What marks the festival out is that here, with openers This Winter Machine about to hit the stage on time (punctuality and SE don’t always go hand in hand), organiser Stephen Lambe is outside ushering the crowd in, wristbanded up or not. “We know you all anyway, you can pick your wristbands up afterwards,” he says. And it’s that kind of avuncular approach that continues to mark out this festival as one of the UK’s best.
It’s easy to see exactly why This Winter Machine would go down well with the SE crowd (and was it just us or was there an increase in younger fans and female proggers here this year?). Their sound is lush, and steeped in the finest prog traditions. Perhaps too lush in places, given the band’s two guitarists seem very low in the mix, while singer Al Wynter is often a bit static too, leading to an occasionally stilted performance. However, it’s nothing that more concerted touring can’t override.
No such issues with Midnight Sun, the latest venture to feature organiser and former Also Eden/Unto Us singer Huw Lloyd-Jones. It’s a fascinating blend of muscular rock with more melodic poppy flourishes, held together with a distinctly progressive thread. Guitarists Tom Ennis (also former Unto Us) and Andy Gelband add grit while keyboard player Ian Hodson ladles on the colour. Think Rush meets It Bites meets XTC in places. Think really promising. And let’s not be waiting too long for that debut album this time, eh?
Russian baroque proggers iamthemorning are, one supposes, the left-field band of the weekend, although anyone who has seen them would know it won’t take long for Marjana Semkina to charm the audience, with the band’s delightfully melodic blend of classical and prog sure to win them over. That said, it’s interesting to see a section of the crowd (male, middle-aged) choose to ignore the band and talk loudly through their set. This is the kind of thing that would normally infuriate an SE crowd, yet some of the culprits we’ve seen hush others when a band they like are on. It’s bad form, and the only downside of the weekend.

◆ **RECORD LIST**:
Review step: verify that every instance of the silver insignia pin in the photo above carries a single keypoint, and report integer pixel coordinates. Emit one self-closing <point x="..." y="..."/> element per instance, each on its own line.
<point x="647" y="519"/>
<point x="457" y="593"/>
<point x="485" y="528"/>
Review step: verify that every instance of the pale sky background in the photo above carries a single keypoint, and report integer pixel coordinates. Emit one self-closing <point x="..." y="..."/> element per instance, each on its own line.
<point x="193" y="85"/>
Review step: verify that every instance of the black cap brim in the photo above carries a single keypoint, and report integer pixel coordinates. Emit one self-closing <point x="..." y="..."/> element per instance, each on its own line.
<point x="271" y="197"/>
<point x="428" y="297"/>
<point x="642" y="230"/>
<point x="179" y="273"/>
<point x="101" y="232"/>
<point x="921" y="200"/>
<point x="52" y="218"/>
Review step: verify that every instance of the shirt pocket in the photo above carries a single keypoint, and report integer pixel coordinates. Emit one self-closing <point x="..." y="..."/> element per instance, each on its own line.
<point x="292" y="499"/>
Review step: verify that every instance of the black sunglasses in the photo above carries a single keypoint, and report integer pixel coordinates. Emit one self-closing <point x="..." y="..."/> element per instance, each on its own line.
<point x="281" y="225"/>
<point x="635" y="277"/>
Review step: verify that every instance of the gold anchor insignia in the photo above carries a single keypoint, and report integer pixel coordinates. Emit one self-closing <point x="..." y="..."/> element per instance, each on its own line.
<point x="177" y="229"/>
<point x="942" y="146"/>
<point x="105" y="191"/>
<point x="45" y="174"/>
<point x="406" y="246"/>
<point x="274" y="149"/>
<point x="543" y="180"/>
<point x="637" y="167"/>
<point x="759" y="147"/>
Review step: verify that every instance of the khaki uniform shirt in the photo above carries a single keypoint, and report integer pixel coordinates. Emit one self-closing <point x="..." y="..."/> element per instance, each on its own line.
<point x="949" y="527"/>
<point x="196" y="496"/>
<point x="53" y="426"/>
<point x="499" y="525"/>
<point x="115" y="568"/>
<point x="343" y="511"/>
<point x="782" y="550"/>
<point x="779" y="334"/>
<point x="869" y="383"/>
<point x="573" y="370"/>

◆ **TO BE DONE**: Write out the concert review between "It’s easy to" and "touring can’t override.", inclusive, changing each "lush" to "rich".

◆ **RESULT OF THIS EXERCISE**:
It’s easy to see exactly why This Winter Machine would go down well with the SE crowd (and was it just us or was there an increase in younger fans and female proggers here this year?). Their sound is rich, and steeped in the finest prog traditions. Perhaps too rich in places, given the band’s two guitarists seem very low in the mix, while singer Al Wynter is often a bit static too, leading to an occasionally stilted performance. However, it’s nothing that more concerted touring can’t override.